(Short problem):
Extract every line of the material below and reproduce it faithfully.

(Exercise data):
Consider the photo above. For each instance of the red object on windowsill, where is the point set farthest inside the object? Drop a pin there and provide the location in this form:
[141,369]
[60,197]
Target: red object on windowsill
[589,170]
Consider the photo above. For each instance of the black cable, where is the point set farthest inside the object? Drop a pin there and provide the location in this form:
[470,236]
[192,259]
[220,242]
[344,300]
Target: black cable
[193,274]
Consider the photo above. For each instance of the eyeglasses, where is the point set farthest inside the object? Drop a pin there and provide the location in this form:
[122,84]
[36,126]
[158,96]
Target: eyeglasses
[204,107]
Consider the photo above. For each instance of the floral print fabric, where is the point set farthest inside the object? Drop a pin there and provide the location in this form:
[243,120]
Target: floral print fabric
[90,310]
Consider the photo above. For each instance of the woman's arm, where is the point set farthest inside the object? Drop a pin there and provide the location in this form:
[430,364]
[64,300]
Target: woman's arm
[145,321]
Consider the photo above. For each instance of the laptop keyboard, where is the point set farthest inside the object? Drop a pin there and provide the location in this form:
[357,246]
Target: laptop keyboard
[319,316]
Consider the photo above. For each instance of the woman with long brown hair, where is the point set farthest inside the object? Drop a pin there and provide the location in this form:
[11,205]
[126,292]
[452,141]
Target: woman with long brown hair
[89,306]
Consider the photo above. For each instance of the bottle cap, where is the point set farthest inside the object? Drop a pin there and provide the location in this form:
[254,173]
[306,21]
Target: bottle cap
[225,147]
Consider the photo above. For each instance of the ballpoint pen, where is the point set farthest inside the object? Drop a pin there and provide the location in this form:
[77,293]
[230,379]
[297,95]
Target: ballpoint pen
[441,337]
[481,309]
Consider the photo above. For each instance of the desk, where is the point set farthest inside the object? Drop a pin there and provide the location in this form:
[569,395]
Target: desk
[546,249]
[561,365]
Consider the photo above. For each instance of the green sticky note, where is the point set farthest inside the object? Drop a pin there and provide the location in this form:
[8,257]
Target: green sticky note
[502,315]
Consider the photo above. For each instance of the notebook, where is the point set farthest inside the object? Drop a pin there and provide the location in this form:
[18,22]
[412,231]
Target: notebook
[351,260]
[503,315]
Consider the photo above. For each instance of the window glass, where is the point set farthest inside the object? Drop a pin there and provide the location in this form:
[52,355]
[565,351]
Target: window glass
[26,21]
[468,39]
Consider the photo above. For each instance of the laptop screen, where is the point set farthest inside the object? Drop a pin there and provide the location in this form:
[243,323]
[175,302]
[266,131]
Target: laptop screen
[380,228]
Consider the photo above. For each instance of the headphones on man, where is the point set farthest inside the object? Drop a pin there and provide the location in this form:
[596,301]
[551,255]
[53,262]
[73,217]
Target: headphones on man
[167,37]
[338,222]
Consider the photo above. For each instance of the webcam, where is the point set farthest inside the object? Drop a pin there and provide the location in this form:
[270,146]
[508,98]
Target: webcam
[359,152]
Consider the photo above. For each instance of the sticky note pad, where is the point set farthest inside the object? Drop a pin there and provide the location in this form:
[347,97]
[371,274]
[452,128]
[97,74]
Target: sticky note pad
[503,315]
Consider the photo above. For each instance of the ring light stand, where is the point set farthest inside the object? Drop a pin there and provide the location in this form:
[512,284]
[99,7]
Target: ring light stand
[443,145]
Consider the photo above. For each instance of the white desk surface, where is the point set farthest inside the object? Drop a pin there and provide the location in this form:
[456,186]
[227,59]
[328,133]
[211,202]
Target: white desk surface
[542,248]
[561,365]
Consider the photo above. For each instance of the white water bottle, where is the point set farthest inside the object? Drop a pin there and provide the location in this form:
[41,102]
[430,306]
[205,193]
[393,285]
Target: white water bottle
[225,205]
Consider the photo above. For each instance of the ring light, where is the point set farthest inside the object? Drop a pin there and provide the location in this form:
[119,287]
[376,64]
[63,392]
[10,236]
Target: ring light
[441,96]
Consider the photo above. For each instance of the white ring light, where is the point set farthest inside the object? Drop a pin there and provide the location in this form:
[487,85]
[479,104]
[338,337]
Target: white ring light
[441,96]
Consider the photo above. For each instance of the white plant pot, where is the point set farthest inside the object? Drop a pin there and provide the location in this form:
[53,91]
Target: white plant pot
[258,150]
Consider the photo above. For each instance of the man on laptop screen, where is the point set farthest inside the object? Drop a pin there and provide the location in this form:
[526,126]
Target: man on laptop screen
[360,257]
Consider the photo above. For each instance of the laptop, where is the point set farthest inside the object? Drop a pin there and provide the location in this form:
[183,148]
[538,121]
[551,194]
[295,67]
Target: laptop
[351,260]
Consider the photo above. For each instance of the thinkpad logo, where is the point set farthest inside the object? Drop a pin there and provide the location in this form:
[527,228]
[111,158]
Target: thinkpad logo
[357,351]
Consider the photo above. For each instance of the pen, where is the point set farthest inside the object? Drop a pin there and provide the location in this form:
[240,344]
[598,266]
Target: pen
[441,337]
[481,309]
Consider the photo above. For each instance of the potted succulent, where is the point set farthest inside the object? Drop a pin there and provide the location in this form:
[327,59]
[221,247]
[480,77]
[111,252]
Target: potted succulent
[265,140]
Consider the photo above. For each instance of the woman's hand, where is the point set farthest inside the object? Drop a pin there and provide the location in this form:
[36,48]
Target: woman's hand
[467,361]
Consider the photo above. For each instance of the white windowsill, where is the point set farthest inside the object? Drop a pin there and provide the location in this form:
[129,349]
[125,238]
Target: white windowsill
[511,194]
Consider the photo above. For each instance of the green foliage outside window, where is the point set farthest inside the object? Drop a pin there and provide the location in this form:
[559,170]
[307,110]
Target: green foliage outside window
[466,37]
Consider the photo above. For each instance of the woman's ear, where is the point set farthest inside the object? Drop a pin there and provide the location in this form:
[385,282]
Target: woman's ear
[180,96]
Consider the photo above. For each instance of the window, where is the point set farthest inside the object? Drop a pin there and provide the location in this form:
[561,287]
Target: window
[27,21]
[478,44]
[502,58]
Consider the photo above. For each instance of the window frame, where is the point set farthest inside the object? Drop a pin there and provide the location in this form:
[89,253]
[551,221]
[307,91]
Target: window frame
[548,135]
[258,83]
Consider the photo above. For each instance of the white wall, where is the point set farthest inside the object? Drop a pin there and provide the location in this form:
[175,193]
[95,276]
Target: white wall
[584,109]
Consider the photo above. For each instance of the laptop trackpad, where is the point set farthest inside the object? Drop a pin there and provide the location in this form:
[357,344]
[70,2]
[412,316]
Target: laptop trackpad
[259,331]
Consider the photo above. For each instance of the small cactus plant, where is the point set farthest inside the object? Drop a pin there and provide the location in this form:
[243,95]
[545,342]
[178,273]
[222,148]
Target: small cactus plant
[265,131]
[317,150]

(Task solution):
Consider the photo above. For each instance of the red object on windowsill, where is the point set farthest inside the object? Drop a pin there and provide the location in this form:
[141,369]
[60,197]
Target: red object on windowsill
[589,170]
Consider the photo above. For each instance of the black cable, where is the point set farthest inside the object? Drop a pin there and provide the location in this form:
[470,236]
[192,259]
[220,242]
[344,300]
Target: black cable
[193,274]
Consider the photo above. For each instance of the eyeglasses, where is the point set farthest inside the object? Drop a pin there and provide the location in this form:
[122,84]
[36,126]
[158,96]
Target: eyeglasses
[204,107]
Consider the photo above. For each instance of the floral print fabric, where is the point set farthest inside the object? Drop a pin there and provide the location in this form:
[243,120]
Target: floral print fabric
[90,310]
Consider the photo above. For each instance of the woman's arm, where is the point set farthest inside the object? Drop a pin there and provide the location in this form:
[430,364]
[64,300]
Target: woman's arm
[145,321]
Consider the photo above. For each instance of the laptop keyboard, where is the point set farthest inside the object? Drop a pin there and provide the location in this form:
[357,246]
Target: laptop keyboard
[319,316]
Consider the photo above. For each instance of the woman with long brown hair, where is the point set farthest inside the object? Drop a pin there and provide the location in this form:
[11,205]
[126,292]
[452,141]
Target: woman with long brown hair
[89,306]
Consider the photo above. For each instance of the bottle cap, where is the point set farthest inside the object? Drop a pin there and provide the location in this form:
[254,173]
[306,21]
Target: bottle cap
[225,147]
Consider the photo above. For each instance of the ballpoint pen, where is the point set farthest inside the object? Drop a pin there and provide the location in this form:
[77,293]
[230,379]
[297,95]
Target: ballpoint pen
[441,337]
[481,309]
Consider the photo above. For each instance of the desk, where is the point set farthest inside the object? Drop a pin there and provide the location in this form:
[569,395]
Target: desk
[546,249]
[561,365]
Consider the photo above. For each instance of the green sticky note, where is the point set farthest inside the object? Drop a pin there and provide the location in this form:
[8,257]
Target: green sticky note
[502,315]
Consider the photo above. For each instance of the notebook, where is the point set farthest inside the object? Drop a pin there and provide the location in this form:
[18,22]
[412,231]
Target: notebook
[351,260]
[503,315]
Consider the photo above. For each instance of the window glass, where is the point set farthest inside the object? Drop a pin there and provide the location in this form:
[52,355]
[565,351]
Target: window glass
[26,21]
[468,39]
Consider the photo above. For each instance of the laptop screen, where is the point set farthest inside the object? Drop a pin there and provide the location in this form:
[243,323]
[175,302]
[266,131]
Target: laptop screen
[380,228]
Consider the photo above. For each instance of the headphones on man, where is the point set farthest inside the object? Drop a pin there and provide the location in this form:
[596,301]
[551,255]
[53,262]
[73,217]
Target: headphones on man
[167,37]
[338,222]
Consider the photo above. For each instance of the webcam, where is the point set farthest inside the object? Drop a pin there and provide the location in this form:
[270,146]
[508,98]
Target: webcam
[359,152]
Consider the photo above. For each instance of the sticky note pad, where is the point set farthest inside the object? Drop a pin there and provide the location in this form:
[347,97]
[371,274]
[452,128]
[97,74]
Target: sticky note pad
[503,315]
Consider the photo above. For each instance of the ring light stand, where is the point set farthest inside the object? Drop a pin there and provide the location in this form:
[512,284]
[99,7]
Target: ring light stand
[443,145]
Consider the photo above. For each instance of the white desk surface, where is the point set farthest inside the object? Drop a pin there and provide the location in this form:
[456,186]
[227,59]
[328,133]
[211,202]
Target: white desk surface
[542,248]
[561,365]
Consider the photo above. For each instance of the white water bottle, where is the point set farthest inside the object? Drop a pin there and provide the location in this form:
[41,102]
[430,306]
[205,193]
[393,285]
Target: white water bottle
[225,205]
Consider the photo above. For each instance of the ring light, where is the point set farthest inside the object? Drop a pin there and provide the location in this form:
[119,287]
[376,64]
[63,392]
[10,236]
Target: ring light
[441,96]
Consider the photo above. For each instance of the white ring light, where is the point set farthest inside the object? Drop a pin there and provide the location in this form:
[487,85]
[479,104]
[338,337]
Target: white ring light
[441,96]
Consider the photo above. For each instance of the white plant pot, where is the point set farthest inside the object? Drop a pin there and provide the location in this form:
[53,91]
Target: white plant pot
[258,150]
Consider the photo above. For each instance of the man on laptop screen, where is the point set farthest inside the object? Drop a pin there and provide the location in this form:
[526,126]
Target: man on laptop screen
[360,257]
Consider the photo above. For each instance of the laptop, where is the point set farthest inside the object? Drop a pin there and provide the location in this form:
[183,148]
[538,121]
[551,194]
[295,67]
Target: laptop
[351,260]
Consider the photo above. For each instance of the thinkpad logo, where is the point set farthest inside the object? Drop a pin there and provide the location in this form:
[527,228]
[111,158]
Target: thinkpad logo
[357,351]
Consider the photo above. For each instance of the pen, where is the point set farthest inside the object? Drop a pin there and provide the location in this form:
[240,344]
[598,266]
Target: pen
[441,337]
[481,309]
Consider the photo above. For each instance of the potted succulent, where is the point set farthest inside the object? Drop a pin there and provide the location in this form:
[327,59]
[221,247]
[480,77]
[111,252]
Target: potted succulent
[265,140]
Consider the photo above. For each instance of the woman's hand, where is the point set farthest inside the object? Drop a pin there and provide the location in this form:
[36,48]
Target: woman's hand
[467,361]
Consider the photo above. For each instance of the white windowsill, where is the point set farthest inside the object? Drop a pin there and provide the location in this form:
[129,349]
[125,238]
Target: white windowsill
[511,194]
Consider the photo above. For each instance of the green foliage outside window, where is the point set farthest inside the object? Drop a pin there and provide the location in this form:
[559,170]
[307,110]
Target: green foliage outside window
[466,37]
Consider the photo above. For each instance of the woman's ear, where is the point set farthest inside the object? Drop a pin there and provide the location in this form:
[385,282]
Target: woman's ear
[180,96]
Consider the photo above. For each instance of the window, where is the point set farthest inside the object? Drop a pin there and provide the location in this form:
[561,287]
Target: window
[27,21]
[478,44]
[502,58]
Consider the photo above. For each instance of the window frame, where is the point set farthest inside the object? Drop a pin there and provide the location in this form:
[89,253]
[551,221]
[307,91]
Target: window frame
[548,135]
[258,83]
Consider the photo above. For each instance of the white wall, where is the point set farthest inside the object? Drop a pin there and provide the location in this form:
[175,193]
[95,276]
Target: white wall
[584,109]
Consider the photo above. For each instance of the laptop trackpad, where is the point set farthest inside the object? Drop a pin there and provide the location in this form:
[357,344]
[70,2]
[412,316]
Target: laptop trackpad
[259,331]
Consider the photo above. For each instance of the small cactus plant, where is the point set farthest inside the object? Drop a pin there and provide the location in this form:
[243,95]
[545,342]
[178,273]
[222,148]
Target: small cactus plant
[265,131]
[317,150]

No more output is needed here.